# Excerpt to read

# PredatAR 7.62



## Chad (Sep 27, 2011)

16” LaRue Tactical PredatAR 7.62

I started shooting this last week:







One of the things I wanted to see was if the precison fell off due to long strings of fire.

60rd test at 100yds using Hornady 155gr steel case match, scope was SN4 1-4x w/ DFP reticle, prone(pack, rear bag):

Top target left side was the first group. I then shot the bottom target with 20rds per diamond in a time of approx 2 minutes. After waiting a little over 1 minute I shot the last 10 shot group; top target right group.











Typically I was getting around 1.5moa for test groups with most ammunition. I did get some moa or better groups but not on a repeatable enough basis to consider it a moa or better rifle. I have used three different scopes on the rifle but most accuracy testing was with a SN-3 either in a 1.8-10x or 3.2-17x.

Total rounds to date are approx 1000, 200rds of misc. 'match', 175 and 168. Bulk of shooting has been with the Hornady 155 steel cased match. Three malfunctions, all with the same aluminum magazine, failure to feed on the last round in the magazine. Rifle was last cleaned at around 200rds. Lubrication is FrogLube

Shooting a 6rd drill at 10yds:






Last few days have been a few hundred rounds at ranges of under 25yds working on shot speed. The muzzle movement is noticeable and resulted in me having significant pauses in a string of fire or throwing a shot if I tried to force the pace. The above video shows both in action. I have already ordered a break from SureFire and a Battle Comp.

The PredatAR is capable of enough precision to meet most of my needs. The rifle seems much 'handier' especially with a small optic; Aimpoint, 1-4x, 1.8-10x etc. If a greater level of precision is needed then the OBR is the choice.






These were all shot last week, prone over a pack w/ rear bag. Both rifles had SN-3 1.8-10x scopes though different reticles. Neither rifle was zeroed for the ammunition.(OBR shot 1st and 3rd target)


----------

# Data rows

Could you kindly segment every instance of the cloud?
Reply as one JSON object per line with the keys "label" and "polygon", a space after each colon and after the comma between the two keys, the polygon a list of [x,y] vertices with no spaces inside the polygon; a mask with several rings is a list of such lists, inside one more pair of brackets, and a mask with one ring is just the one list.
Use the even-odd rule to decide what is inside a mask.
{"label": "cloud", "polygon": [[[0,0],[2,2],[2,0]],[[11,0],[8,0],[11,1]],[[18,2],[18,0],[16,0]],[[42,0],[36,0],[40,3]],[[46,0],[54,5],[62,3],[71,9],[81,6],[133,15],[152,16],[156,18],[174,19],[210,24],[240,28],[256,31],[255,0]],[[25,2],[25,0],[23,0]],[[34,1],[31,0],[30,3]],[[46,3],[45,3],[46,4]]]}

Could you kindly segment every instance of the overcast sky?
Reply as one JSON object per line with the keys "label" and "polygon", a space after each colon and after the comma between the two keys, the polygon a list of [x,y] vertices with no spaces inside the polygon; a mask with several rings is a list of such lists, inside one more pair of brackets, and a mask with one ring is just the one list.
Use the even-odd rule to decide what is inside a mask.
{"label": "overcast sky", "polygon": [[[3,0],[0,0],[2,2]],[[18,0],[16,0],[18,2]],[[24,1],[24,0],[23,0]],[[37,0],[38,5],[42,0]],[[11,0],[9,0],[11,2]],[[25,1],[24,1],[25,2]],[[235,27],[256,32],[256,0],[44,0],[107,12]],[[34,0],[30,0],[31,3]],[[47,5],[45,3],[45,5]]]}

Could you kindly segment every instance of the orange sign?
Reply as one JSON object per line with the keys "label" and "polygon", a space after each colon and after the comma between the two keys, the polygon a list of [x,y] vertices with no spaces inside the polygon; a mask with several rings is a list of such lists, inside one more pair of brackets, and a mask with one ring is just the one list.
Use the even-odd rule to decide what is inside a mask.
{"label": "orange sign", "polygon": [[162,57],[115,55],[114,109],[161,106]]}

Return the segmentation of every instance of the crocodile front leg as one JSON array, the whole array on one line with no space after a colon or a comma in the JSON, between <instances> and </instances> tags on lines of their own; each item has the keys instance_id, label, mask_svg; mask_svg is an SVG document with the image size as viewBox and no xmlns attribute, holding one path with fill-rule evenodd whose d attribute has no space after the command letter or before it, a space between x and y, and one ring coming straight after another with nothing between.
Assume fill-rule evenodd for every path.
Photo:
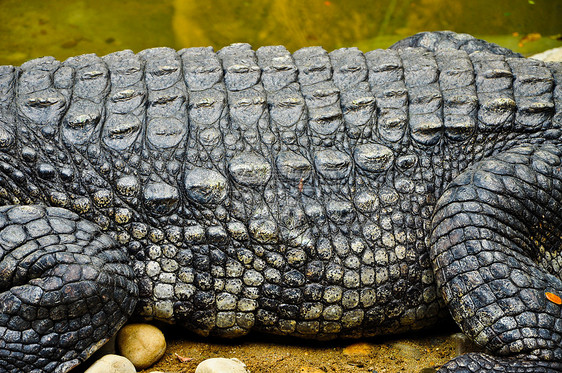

# Task list
**1)** According to the PredatAR 7.62 post above, what does the writer use to lubricate the rifle?
**2)** Reproduce the PredatAR 7.62 post word for word, everything from "## Chad (Sep" down to "strings of fire.".

# Answers to the tasks
**1)** FrogLube

**2)**
## Chad (Sep 27, 2011)

16” LaRue Tactical PredatAR 7.62

I started shooting this last week:







One of the things I wanted to see was if the precison fell off due to long strings of fire.